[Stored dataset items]
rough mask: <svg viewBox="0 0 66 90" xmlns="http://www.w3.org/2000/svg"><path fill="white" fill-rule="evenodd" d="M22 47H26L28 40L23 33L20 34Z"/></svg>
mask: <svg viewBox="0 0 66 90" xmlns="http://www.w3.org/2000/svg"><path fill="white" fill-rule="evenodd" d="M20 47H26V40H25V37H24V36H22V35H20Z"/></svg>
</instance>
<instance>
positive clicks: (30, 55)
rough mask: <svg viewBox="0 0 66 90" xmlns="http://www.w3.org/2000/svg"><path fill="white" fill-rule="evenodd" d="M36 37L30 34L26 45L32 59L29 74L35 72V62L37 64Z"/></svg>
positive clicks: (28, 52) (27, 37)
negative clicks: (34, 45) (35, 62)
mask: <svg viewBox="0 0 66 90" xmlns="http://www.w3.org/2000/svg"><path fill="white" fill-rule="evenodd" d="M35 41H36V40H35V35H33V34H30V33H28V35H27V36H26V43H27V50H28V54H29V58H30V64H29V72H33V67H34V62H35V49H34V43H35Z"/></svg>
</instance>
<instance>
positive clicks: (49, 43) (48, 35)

_PROBLEM REQUIREMENTS_. A word-for-word copy of the data is the expected answer.

_RESPONSE_.
rough mask: <svg viewBox="0 0 66 90" xmlns="http://www.w3.org/2000/svg"><path fill="white" fill-rule="evenodd" d="M22 47H26L28 40L23 33L20 34Z"/></svg>
mask: <svg viewBox="0 0 66 90" xmlns="http://www.w3.org/2000/svg"><path fill="white" fill-rule="evenodd" d="M20 47H26V40H25V37H24V36H22V35H20Z"/></svg>
</instance>
<instance>
positive clicks: (30, 55)
rough mask: <svg viewBox="0 0 66 90" xmlns="http://www.w3.org/2000/svg"><path fill="white" fill-rule="evenodd" d="M36 37L30 34L26 45L32 59L29 74L35 72V62L37 64Z"/></svg>
positive clicks: (28, 52) (27, 37)
negative clicks: (34, 45) (35, 62)
mask: <svg viewBox="0 0 66 90" xmlns="http://www.w3.org/2000/svg"><path fill="white" fill-rule="evenodd" d="M35 41H36V40H35V35H33V34H30V33H28V35H27V36H26V43H27V50H28V54H29V58H30V64H29V72H33V67H34V62H35V49H34V43H35Z"/></svg>
</instance>
<instance>
positive clicks: (49, 43) (48, 35)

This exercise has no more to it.